** Opening INPUT DATA block **

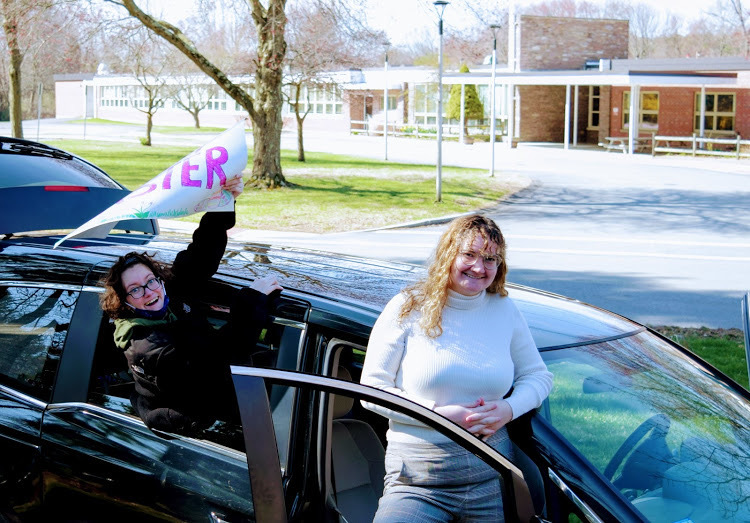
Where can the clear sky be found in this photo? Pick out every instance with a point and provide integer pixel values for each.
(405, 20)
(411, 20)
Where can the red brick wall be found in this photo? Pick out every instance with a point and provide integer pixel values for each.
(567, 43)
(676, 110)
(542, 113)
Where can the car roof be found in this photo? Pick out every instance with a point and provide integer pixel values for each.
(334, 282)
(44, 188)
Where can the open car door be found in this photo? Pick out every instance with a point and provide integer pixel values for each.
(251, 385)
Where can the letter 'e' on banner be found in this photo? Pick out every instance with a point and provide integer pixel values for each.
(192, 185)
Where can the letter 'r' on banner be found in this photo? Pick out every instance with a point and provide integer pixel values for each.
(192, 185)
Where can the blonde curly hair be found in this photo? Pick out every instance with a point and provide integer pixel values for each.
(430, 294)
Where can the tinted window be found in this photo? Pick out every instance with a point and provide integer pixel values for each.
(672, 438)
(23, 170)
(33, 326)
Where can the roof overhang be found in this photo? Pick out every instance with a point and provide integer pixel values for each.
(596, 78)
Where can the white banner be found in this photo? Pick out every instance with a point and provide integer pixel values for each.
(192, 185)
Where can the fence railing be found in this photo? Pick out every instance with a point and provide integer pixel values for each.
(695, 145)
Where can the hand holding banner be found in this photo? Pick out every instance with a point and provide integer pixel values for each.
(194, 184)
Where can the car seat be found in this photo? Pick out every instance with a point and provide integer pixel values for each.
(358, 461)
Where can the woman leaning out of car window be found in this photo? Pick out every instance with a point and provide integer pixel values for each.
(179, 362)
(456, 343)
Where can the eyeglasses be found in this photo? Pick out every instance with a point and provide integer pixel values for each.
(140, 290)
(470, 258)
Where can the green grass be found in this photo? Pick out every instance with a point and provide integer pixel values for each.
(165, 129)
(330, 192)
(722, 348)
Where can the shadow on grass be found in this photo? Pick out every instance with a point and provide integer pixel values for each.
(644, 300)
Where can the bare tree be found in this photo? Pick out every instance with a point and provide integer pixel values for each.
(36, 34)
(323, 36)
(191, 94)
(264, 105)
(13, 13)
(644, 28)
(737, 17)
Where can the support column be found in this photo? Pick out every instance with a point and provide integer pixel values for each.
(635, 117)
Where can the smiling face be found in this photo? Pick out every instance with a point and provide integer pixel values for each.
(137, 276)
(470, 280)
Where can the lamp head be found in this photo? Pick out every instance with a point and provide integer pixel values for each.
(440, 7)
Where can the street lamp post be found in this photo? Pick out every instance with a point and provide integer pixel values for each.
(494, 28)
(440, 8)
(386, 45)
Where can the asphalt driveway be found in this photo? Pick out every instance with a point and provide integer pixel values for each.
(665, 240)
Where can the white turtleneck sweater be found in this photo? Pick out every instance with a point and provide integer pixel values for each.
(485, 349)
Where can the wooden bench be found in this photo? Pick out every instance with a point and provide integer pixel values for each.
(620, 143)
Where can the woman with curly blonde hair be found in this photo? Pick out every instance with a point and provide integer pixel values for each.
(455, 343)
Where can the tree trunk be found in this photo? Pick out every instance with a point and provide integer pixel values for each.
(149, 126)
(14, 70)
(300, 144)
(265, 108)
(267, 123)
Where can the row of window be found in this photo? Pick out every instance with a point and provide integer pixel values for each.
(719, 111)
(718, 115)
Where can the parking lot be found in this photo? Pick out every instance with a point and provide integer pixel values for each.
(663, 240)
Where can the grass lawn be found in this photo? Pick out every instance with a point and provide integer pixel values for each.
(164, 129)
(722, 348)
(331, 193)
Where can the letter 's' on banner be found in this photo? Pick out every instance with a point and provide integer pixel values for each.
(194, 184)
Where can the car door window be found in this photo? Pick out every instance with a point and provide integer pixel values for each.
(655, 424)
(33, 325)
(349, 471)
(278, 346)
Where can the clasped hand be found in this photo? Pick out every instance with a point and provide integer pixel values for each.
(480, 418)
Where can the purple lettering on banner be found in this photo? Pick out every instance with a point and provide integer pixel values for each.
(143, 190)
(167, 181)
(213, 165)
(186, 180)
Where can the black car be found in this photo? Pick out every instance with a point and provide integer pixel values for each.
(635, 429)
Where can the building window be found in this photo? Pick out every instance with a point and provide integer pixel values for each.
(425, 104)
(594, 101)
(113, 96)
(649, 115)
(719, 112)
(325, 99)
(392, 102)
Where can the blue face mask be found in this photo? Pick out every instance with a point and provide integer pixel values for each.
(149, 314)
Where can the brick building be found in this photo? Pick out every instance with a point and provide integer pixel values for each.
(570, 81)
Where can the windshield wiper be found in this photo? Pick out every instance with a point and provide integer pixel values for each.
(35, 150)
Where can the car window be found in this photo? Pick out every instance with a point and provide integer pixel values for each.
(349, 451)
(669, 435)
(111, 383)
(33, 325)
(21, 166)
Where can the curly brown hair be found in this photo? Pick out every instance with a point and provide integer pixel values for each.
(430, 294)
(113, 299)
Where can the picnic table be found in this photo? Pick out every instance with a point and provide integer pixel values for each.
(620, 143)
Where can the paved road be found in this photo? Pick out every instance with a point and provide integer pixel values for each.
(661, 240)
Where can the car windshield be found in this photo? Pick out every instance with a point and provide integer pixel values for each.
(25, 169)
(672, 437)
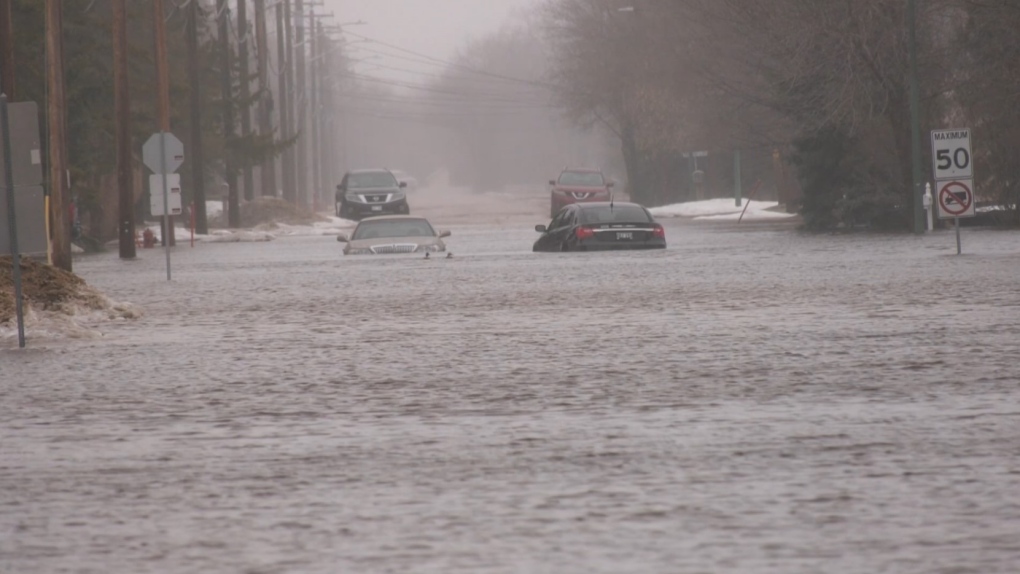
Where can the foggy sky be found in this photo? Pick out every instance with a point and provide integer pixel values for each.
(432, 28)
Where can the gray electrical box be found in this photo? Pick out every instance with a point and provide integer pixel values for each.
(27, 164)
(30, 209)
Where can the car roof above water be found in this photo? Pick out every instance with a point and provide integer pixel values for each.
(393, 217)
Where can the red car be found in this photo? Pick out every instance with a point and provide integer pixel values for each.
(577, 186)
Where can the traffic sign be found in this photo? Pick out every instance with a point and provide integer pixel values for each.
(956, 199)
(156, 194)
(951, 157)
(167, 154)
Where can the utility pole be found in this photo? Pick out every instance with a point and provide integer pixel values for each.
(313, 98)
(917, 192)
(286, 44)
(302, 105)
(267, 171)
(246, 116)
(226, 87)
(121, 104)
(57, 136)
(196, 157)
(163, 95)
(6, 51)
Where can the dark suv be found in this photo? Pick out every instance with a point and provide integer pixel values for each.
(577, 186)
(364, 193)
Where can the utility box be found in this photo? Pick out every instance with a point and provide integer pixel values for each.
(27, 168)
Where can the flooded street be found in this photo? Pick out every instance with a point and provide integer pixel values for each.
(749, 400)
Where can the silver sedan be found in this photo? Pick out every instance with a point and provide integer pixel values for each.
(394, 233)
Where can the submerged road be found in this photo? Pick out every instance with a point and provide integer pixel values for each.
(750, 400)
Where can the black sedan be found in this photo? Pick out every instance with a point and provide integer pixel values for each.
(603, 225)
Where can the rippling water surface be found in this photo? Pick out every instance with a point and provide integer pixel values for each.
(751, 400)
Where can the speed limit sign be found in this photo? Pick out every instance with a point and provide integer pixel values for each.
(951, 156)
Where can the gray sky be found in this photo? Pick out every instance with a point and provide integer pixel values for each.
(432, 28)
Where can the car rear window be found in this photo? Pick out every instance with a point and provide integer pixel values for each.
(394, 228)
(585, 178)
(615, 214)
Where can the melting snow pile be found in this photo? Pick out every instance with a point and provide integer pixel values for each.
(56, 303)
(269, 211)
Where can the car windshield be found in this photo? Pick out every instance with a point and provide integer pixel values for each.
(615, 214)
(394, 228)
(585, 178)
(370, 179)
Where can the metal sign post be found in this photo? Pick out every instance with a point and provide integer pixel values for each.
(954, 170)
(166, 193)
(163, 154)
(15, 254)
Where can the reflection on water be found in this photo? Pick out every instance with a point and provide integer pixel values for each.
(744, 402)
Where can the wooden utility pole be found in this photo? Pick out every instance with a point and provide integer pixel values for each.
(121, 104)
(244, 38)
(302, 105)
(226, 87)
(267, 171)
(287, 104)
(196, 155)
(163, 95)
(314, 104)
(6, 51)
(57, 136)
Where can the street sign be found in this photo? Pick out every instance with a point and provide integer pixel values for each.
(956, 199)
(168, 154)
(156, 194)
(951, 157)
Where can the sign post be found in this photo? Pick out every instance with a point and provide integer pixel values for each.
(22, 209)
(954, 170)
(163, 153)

** Closing INPUT DATA block **

*EXERCISE DIRECTIONS:*
Only the lines from the one containing "Where can the wooden utility" to the end of the records should be repeated, exactly as they appear.

*EXPECTED OUTPUT:*
Where can the wooden utility pole be found in this photo? Pick out every instance with a point and provide integer pixel values for each.
(121, 104)
(244, 38)
(302, 105)
(226, 87)
(267, 171)
(287, 104)
(196, 155)
(163, 95)
(314, 104)
(6, 51)
(57, 136)
Where can the street sign be found in this photo? Pick out every instance with a point and provide integer pixel values for each.
(956, 199)
(168, 154)
(156, 194)
(951, 157)
Where can the sign post be found in this photo? Pick out every instance with a point and provide integer pixel values for each.
(22, 209)
(954, 170)
(163, 153)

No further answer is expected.